*** Opening TEXT UNDER STUDY ***

 They will also have a profound impact on your future career as an educator.

"Teacher as Leader"

  • Becoming a teacher today is more daunting than ever, and teachers must be prepared inwardly for the challenges of this role, as well as, outwardly in relation to their instructional knowledge and skill in the classroom. A teacher must adopt a position of persistent belief in student potential and develop a high level of instructional skill in order to help all learners become successful; thus, dispositions (inward attitudes) are a concern of the program along with knowledge and skill.
  • A teacher can no longer afford to think of the role as mastery of an individual classroom; the teacher must be able to relate effectively not only with students but also with parents and the community; thus, interpersonal communication skills are valued.
  • Similarly, teacher responsibility includes effective interactions with colleagues and the ability to influence the policy, practice, character, and culture of the entire building in positive directions; thus, collaborative and team work skills are prized.
  • Teachers must be concerned with excellence, both for themselves and for their students, and this means breadth and depth in the content studies as well as higher order thinking, complex and critical thinking, creativity, technology infusion, and values-based education.
  • Teacher preparation programs must be practical, placing sufficient emphasis on the real world of contemporary best practice (and the reality of poor practice, as well), encountered through in-course practice, clinical and field experiences, the use of texts, materials, and technologies that reflect and represent contemporary best practice, and a program environment that values practitioners as experts and exemplars.
  • Teachers must be encouraged to take a holistic view of learners as members of the human community. The holistic view includes consideration of physical, emotional, social, intellectual, and spiritual dimensions of the human experience. The value of participation in the human community is emphasized through the collaborative approach and through exchanges between students that enhance learning and the aims of democracy. Spirituality is encouraged as the foundation of an attitude of service and commitment to the full development of others.
  • The teacher has visions of possibilities--that all students can learn, that schools can get better, and that all teachers can achieve high levels of success professionally, witnessed by their students' accomplishments in learning. He/she encourages, recognizes resources and talents, offers comfort to those in stress, challenges students to achieve deeper understanding, interprets the world and events meaningfully, and walks the moral road.
*** Closing TEXT UNDER STUDY ***
*** Opening DATA EXCERPTS ***
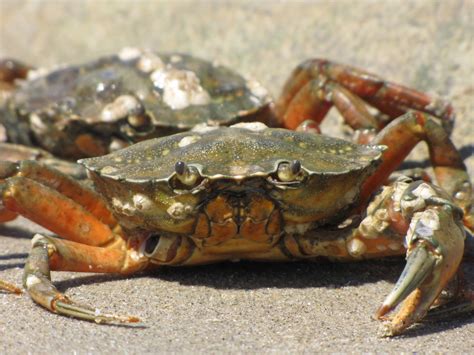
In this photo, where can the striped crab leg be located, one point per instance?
(93, 242)
(316, 85)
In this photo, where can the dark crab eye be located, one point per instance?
(187, 175)
(289, 171)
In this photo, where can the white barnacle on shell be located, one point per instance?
(129, 53)
(31, 281)
(188, 140)
(257, 89)
(181, 88)
(150, 62)
(121, 107)
(142, 202)
(179, 210)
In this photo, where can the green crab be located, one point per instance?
(253, 192)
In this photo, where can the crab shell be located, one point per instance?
(237, 193)
(77, 111)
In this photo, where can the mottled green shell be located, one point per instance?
(81, 92)
(139, 182)
(234, 152)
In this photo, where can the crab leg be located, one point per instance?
(317, 84)
(401, 136)
(54, 254)
(26, 183)
(415, 217)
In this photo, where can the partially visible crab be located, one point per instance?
(92, 109)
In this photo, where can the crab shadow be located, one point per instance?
(253, 275)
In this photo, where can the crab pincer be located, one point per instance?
(435, 243)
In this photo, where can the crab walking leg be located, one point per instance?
(16, 153)
(62, 184)
(27, 197)
(54, 254)
(401, 136)
(324, 83)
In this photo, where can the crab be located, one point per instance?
(92, 109)
(252, 192)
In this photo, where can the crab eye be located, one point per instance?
(187, 175)
(289, 171)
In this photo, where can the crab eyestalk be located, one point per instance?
(289, 171)
(187, 175)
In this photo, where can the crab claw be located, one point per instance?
(435, 242)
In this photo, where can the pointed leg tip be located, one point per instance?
(10, 288)
(382, 311)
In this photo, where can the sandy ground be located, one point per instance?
(242, 307)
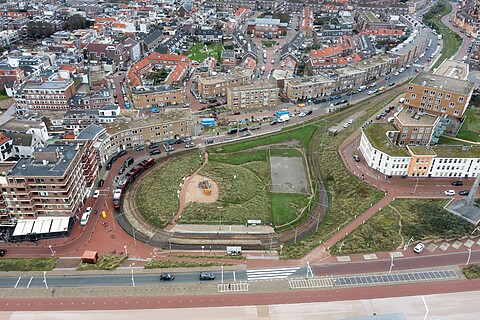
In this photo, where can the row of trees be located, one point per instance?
(40, 29)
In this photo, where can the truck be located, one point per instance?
(283, 118)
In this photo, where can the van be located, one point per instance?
(85, 216)
(128, 162)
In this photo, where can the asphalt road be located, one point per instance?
(140, 279)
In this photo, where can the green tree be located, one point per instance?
(75, 22)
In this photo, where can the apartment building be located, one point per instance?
(380, 153)
(216, 86)
(438, 95)
(255, 96)
(159, 127)
(50, 184)
(46, 95)
(157, 96)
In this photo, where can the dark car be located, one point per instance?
(154, 152)
(122, 153)
(207, 276)
(167, 277)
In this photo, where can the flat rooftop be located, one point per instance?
*** Closing DATA EXCERPTS ***
• _PROBLEM 1_: Rewrite the passage of the "Teacher as Leader" text starting at "They will also" and ending at "knowledge and skill.", changing "daunting" to "demanding".
• _PROBLEM 2_: In the "Teacher as Leader" text, what are dispositions described as?
• _PROBLEM 3_: Write the next part of the "Teacher as Leader" text, picking up after its final sentence.
The data is not needed for any of this work.

• _WRITTEN REPLY 1_:
They will also have a profound impact on your future career as an educator.

"Teacher as Leader"

  • Becoming a teacher today is more demanding than ever, and teachers must be prepared inwardly for the challenges of this role, as well as, outwardly in relation to their instructional knowledge and skill in the classroom. A teacher must adopt a position of persistent belief in student potential and develop a high level of instructional skill in order to help all learners become successful; thus, dispositions (inward attitudes) are a concern of the program along with knowledge and skill.

• _WRITTEN REPLY 2_: Inward attitudes.

• _WRITTEN REPLY 3_:
"Leader as Servant"

  • Preparation for the challenges of an administrative career must be inward as well as outward and involve the development of a spirit of responsible service toward the mission, the school, colleagues, teachers, students, the community, and the public at large.
  • Service to the mission of the school and society and to others, especially those for whom one has moral responsibility, has primacy over ego needs.
  • A leader values the human dignity of all children and young people and ensures that their needs for a good education and self-development in a safe, secure, and caring school environment are met. In addition, a servant-leader values and enhances the dignity of all adults in the school community and ensures that the developmental needs of the adults in the school environment are also met and advanced.
  • An educational leader guides and influences the school with care and wisdom toward becoming a moral community that is both just and compassionate.
  • Collaborating with colleagues, a leader develops the school as a learning community and creates shared leadership to enhance leadership capacity in the school as a whole.
  • A leader understands and implements best practice in both leadership and management, including technology, while honoring the ideal of administration as a moral and ethical craft.
  • Leaders are advocates: for the potential role of education in achieving social justice in human society, for better schools, for student learning and achievement, for children and young people, for communities, and for morally responsible action on the part of all educators.